● **Exercise prompt**
Return nothing but the lines from the line with "indicate: bokeh background" through the last line of the entries that follow, copied exactly and free of pictures.

● **Records**

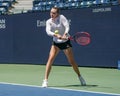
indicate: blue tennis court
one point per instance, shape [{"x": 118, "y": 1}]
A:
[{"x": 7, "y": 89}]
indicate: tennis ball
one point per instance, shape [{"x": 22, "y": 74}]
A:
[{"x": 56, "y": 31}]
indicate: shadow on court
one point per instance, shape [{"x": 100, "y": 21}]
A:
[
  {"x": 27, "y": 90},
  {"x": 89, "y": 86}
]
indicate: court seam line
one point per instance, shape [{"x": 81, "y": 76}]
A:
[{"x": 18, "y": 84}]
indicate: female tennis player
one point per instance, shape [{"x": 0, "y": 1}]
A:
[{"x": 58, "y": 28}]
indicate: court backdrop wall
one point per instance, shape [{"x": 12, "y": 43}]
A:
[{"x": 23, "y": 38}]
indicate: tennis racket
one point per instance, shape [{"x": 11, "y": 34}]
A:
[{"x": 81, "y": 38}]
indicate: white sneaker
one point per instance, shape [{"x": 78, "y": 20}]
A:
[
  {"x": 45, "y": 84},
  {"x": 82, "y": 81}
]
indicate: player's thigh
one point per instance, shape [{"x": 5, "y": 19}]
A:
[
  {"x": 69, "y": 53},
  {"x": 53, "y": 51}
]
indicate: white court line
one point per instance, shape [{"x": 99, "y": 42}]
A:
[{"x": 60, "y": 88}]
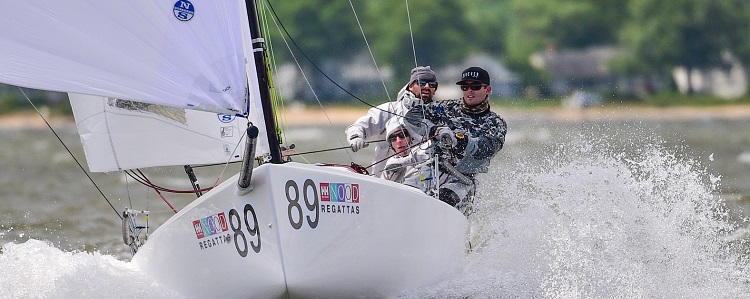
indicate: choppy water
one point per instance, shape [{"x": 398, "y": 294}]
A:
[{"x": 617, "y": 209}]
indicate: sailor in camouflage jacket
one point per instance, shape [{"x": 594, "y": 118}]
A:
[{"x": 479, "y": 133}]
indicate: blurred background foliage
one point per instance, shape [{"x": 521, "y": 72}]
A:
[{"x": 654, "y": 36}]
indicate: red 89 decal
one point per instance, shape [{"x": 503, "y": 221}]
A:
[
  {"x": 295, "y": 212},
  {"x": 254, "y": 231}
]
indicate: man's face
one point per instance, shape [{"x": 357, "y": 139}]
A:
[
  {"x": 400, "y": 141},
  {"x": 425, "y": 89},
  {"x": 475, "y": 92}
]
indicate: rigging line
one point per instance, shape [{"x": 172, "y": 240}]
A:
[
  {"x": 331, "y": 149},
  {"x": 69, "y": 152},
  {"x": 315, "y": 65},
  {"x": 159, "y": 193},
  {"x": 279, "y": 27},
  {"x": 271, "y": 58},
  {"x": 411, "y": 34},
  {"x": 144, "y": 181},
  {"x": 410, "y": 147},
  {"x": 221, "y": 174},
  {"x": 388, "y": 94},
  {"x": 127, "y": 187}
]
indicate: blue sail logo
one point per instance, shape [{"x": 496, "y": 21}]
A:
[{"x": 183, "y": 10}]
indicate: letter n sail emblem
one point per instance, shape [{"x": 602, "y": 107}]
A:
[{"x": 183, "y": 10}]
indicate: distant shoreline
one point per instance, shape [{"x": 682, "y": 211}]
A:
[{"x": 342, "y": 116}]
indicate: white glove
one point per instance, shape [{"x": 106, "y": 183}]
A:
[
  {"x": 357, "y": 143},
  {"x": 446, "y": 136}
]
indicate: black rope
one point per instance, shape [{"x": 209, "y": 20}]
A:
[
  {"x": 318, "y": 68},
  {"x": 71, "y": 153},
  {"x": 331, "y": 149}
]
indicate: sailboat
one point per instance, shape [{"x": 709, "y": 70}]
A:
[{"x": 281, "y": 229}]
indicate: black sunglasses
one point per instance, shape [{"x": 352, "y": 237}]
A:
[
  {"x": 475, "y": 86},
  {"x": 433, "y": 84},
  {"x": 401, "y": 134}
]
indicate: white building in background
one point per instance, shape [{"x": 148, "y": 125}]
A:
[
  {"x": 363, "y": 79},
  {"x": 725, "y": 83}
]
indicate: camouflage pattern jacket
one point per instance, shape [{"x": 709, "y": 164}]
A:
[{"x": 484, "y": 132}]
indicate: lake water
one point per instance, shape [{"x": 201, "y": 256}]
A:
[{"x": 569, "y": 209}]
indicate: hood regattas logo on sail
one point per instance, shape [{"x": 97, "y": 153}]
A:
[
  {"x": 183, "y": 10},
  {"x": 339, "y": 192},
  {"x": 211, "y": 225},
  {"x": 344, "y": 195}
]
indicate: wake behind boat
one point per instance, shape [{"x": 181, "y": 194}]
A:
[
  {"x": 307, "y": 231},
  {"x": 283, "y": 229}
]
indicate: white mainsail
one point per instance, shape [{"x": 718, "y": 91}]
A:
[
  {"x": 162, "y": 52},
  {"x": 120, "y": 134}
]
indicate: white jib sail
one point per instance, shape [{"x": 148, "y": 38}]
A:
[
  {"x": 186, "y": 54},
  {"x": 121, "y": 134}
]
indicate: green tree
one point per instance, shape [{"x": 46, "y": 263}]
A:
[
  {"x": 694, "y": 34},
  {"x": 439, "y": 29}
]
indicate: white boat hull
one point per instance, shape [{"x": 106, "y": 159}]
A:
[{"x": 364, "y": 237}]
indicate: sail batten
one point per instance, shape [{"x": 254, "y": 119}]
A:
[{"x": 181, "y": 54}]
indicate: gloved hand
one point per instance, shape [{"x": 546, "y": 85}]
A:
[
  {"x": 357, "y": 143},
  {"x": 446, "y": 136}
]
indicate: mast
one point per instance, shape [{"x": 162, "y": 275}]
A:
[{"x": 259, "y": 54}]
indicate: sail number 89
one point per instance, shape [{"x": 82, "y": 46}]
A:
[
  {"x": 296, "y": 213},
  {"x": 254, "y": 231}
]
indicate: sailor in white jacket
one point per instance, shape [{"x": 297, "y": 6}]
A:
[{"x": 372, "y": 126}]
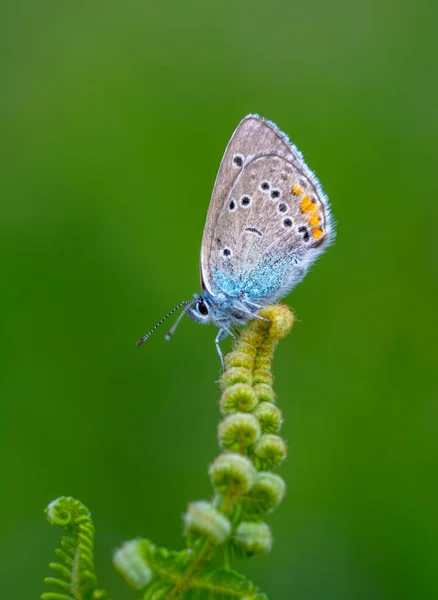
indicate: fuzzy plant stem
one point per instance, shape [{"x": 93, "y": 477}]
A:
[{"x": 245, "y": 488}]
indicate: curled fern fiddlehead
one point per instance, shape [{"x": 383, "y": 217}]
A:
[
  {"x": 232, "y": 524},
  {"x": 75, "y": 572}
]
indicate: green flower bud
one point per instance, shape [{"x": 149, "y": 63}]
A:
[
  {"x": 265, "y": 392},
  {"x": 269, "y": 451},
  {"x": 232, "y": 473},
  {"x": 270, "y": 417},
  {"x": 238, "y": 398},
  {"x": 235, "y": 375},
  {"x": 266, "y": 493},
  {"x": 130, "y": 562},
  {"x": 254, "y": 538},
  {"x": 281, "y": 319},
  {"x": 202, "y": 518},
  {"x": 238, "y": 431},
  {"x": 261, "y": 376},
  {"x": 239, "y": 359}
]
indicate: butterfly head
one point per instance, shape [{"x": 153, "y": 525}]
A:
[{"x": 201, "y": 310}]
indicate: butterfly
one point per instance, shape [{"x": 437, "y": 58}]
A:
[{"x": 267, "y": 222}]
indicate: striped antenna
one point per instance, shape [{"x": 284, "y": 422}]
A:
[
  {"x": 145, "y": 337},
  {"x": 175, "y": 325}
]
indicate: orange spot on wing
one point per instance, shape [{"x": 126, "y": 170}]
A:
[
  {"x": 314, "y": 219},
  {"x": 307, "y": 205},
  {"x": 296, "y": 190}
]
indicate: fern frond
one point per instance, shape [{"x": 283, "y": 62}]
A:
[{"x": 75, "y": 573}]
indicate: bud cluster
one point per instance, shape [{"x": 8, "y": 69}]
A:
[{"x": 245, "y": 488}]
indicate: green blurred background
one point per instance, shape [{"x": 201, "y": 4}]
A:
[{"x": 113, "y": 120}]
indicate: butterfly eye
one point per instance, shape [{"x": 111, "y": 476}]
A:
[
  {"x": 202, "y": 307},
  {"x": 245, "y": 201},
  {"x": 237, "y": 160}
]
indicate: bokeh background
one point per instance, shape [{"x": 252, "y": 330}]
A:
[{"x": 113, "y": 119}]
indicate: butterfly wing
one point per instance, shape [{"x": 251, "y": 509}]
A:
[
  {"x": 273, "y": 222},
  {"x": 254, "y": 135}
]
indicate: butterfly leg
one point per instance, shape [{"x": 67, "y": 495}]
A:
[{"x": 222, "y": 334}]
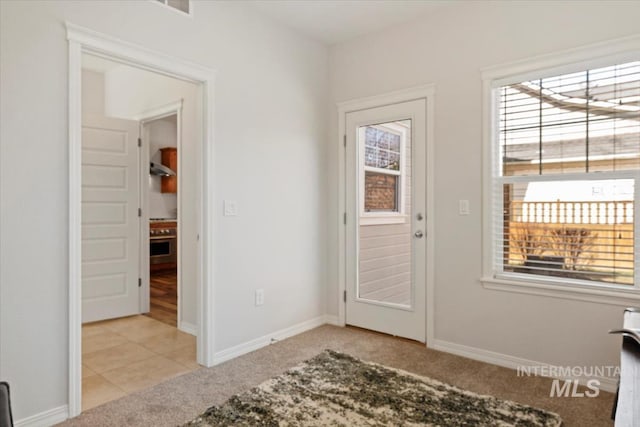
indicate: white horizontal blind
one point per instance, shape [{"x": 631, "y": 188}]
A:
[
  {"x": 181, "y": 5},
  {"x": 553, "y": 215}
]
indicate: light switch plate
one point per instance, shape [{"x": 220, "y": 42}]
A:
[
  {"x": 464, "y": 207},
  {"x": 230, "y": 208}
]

● **Written answer**
indicate: bokeh background
one point per instance, shape [{"x": 252, "y": 330}]
A:
[{"x": 113, "y": 119}]
indicate: butterfly wing
one point per instance, shape [{"x": 251, "y": 509}]
A:
[
  {"x": 273, "y": 222},
  {"x": 254, "y": 135}
]
indicate: butterfly leg
one point per instance, shape [{"x": 67, "y": 495}]
A:
[{"x": 222, "y": 334}]
indicate: white horizontal blind
one point per instance, shape [{"x": 631, "y": 188}]
A:
[
  {"x": 181, "y": 5},
  {"x": 553, "y": 215}
]
indicate: light switch plate
one point per instance, shape [{"x": 220, "y": 42}]
A:
[
  {"x": 464, "y": 207},
  {"x": 230, "y": 208}
]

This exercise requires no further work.